__Source passage__:
|---|
Researchers and health professionals have known for some time that migraine and stroke are linked, and now new research indicates that both disorders share a genetic basis.

Study authors, led by Rainer Malik, PhD, of the University Hospital of Bordeaux, France, reviewed genomic data from more than 23,285 migraineurs and 94,425 controls, and 12,389 people who had had an ischemic stroke and 62,004 controls. Writing in the journal Neurology, the researchers say they found substantial genetic overlap between migraine and ischemic stroke. Overall, migraine without aura shared more genetic material with ischemic stroke than migraine with aura. The strongest overlap existed between migraine without aura and large artery stroke—an ischemic stroke that occurs when a large artery to the brain is blocked, and between migraine without aura and cardioembolic stroke—which occurs when a blood clot forms in the heart and travels to the brain.
|---|
__Source information__:
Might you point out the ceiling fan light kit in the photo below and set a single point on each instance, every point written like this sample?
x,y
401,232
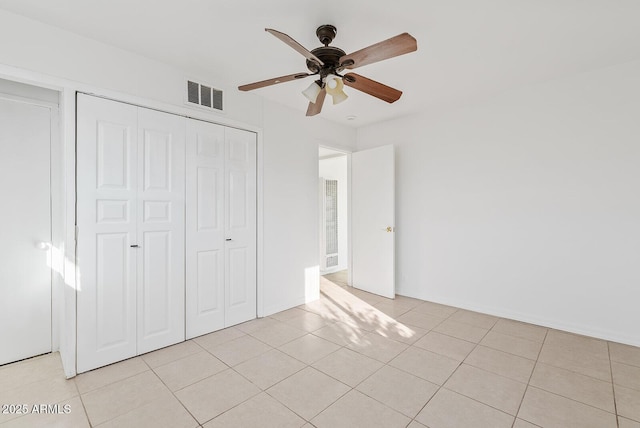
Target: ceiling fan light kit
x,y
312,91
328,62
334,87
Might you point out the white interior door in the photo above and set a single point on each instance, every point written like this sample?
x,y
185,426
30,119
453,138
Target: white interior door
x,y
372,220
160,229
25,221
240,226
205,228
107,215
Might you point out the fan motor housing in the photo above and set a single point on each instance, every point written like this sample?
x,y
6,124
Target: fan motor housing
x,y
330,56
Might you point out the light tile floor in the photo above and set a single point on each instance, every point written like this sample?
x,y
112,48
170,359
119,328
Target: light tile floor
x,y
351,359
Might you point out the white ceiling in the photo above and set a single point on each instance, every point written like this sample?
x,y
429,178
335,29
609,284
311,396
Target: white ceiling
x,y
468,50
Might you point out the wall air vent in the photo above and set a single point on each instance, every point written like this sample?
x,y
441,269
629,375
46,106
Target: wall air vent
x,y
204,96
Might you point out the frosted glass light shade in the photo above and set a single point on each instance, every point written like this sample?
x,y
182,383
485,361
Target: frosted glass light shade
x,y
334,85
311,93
|---|
__Work item__: Pick up the passage on the shared genetics of migraine and stroke after its last sentence and carry it on.

__Result__:
Migraineurs need not be alarmed by the latest findings, but are encouraged to speak with their health care professionals about any concerns they may have. Mitchell Elkind, MD, Professor of Neurology and Epidemiology at Columbia University School of Medicine in New York, provided his perspective to NHF members.

“The discovery of genetic links between migraine and stroke may someday provide better ways to prevent stroke in patients with migraine. For now, ensuring a low blood pressure, avoiding smoking, and exercising regularly are great ways to lower stroke risk,” he said.